Work item: Transcribe each entry below exactly. Pictures do not go in the copy.

Data to examine:

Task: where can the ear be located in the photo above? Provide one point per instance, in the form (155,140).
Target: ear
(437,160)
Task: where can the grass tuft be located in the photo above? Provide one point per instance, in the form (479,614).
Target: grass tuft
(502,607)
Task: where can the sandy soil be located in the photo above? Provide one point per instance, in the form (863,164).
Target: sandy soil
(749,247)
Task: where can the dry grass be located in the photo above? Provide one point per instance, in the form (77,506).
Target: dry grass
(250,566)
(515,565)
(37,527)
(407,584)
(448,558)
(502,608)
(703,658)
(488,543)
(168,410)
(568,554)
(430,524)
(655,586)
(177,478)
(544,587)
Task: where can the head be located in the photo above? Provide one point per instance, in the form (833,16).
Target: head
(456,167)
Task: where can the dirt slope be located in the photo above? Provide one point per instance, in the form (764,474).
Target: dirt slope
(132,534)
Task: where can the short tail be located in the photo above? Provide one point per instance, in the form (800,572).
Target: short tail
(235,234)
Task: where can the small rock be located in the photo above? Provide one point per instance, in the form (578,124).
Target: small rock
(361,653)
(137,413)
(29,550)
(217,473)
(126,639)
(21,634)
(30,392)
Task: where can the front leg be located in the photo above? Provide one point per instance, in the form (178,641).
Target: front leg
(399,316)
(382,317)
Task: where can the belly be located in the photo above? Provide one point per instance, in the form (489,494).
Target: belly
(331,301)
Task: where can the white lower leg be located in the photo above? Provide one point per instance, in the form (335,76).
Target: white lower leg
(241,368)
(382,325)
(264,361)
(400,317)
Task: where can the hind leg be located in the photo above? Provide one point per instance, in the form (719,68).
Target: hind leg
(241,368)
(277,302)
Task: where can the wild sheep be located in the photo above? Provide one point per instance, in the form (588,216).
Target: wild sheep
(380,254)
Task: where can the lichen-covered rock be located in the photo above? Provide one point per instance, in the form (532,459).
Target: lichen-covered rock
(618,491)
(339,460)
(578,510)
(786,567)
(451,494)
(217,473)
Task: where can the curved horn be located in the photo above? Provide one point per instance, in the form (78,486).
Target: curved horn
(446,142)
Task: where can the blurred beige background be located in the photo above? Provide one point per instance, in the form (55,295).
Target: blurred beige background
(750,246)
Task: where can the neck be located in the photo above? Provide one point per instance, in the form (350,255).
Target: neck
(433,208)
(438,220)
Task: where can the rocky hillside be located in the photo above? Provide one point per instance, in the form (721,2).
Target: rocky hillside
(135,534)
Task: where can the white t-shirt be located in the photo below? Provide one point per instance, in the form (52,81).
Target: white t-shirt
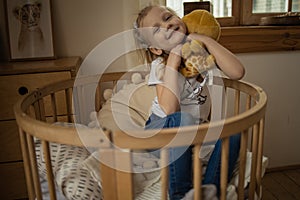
(190,91)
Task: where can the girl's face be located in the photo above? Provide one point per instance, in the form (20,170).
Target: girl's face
(164,30)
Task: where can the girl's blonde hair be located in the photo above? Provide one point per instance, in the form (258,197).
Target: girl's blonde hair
(141,42)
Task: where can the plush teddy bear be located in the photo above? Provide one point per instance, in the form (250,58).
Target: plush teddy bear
(195,55)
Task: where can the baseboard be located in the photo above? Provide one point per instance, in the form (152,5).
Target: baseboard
(282,168)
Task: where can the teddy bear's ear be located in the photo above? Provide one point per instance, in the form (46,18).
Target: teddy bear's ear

Output below:
Task: where can the ear be located in the photo above? Provide one point per instance, in the form (155,140).
Target: ear
(437,160)
Task: where can the grass tuft be located in the photo above? Provide one point per instance, in the form (479,614).
Target: grass tuft
(502,607)
Task: where can the sandy soil be located in the photo above? Provide one point per instance, in the form (863,164).
Target: sandy soil
(749,247)
Task: where can the dry grass be located in the photo above? Provide one point per instance, in the form (77,506).
Target: dry grass
(250,566)
(515,565)
(37,527)
(407,584)
(448,558)
(502,608)
(703,658)
(488,543)
(168,410)
(568,554)
(430,524)
(655,586)
(177,478)
(544,587)
Task: where can the head be located in the photo above? Provide one point per instance, in the form (833,16).
Target: head
(456,167)
Task: where can the dirt slope be located in the photo above? Provide one point per instance, in the form (764,474).
Target: dirt slope
(132,534)
Task: where can the short tail be located in the photo above? Provide one point per instance, in the form (800,572).
Target: short tail
(235,234)
Task: where can the small rock be located in the photo above? Provide one point per instance, in the form (578,124).
Target: small rock
(361,653)
(137,413)
(29,550)
(217,473)
(126,639)
(21,634)
(30,392)
Task: where can the front leg be located in the photo above? Provide one point per instance, in the form (178,641).
Target: front leg
(399,316)
(382,317)
Task: where can the belly be located in the photo above? Provide one point per instance, in the form (489,494).
Target: belly
(331,301)
Task: where can the white lower leg be located in the photo above? Provide one point per instance, in the form (335,76).
Target: white lower leg
(241,368)
(382,325)
(264,361)
(400,317)
Task: where can the hind leg be located in the photo above? Provide one point per instance, in the form (719,68).
Target: hind leg
(241,368)
(277,302)
Task: where can the wild sheep be located in the photo above? Provide one point per instance, in the form (588,216).
Target: wild sheep
(380,254)
Task: where can the lichen-covered rock be located in the photo above? Provide one point per instance, in the form (532,459).
Target: lichen-covered rock
(618,491)
(339,460)
(578,510)
(786,567)
(451,494)
(217,473)
Task: where can the curved horn be located in the photo above? Provide one point per instance, in the form (78,486).
Target: curved horn
(446,142)
Task: where can the blurred beige background be located in the photo above? Provide one point per instance, in the form (55,295).
Target: blurred beige background
(750,246)
Task: where can the neck be located in the photo above? Provide one point per instance, in the form (350,255).
Target: neck
(433,208)
(438,220)
Task: where can the rocky hillside be located in the photo above? Provide one point per instance, in the form (721,2).
Target: rocky hillside
(135,534)
Task: where can the white t-shirt be located in the photo below? Provide one point per instance, in the form (52,81).
Target: white t-shirt
(190,91)
Task: where can the girl's face be located in the photo above? Provide one point per instance, in the form (20,170).
Target: girl's face
(164,30)
Task: where can the girl's blonde hair be located in the photo above? Provide one point per instance, in the form (258,197).
Target: girl's blonde hair
(141,42)
Task: where can the plush teddy bear be located in the photo above? Provide one point per instance, in the form (250,58).
Target: plush teddy bear
(195,55)
Task: where can the baseboard be located in the photo above? Provide one point per instance, in the form (152,5).
Target: baseboard
(282,168)
Task: where can the teddy bear's ear be located in the photo above? Provide one point per instance, in the form (46,18).
Target: teddy bear's ear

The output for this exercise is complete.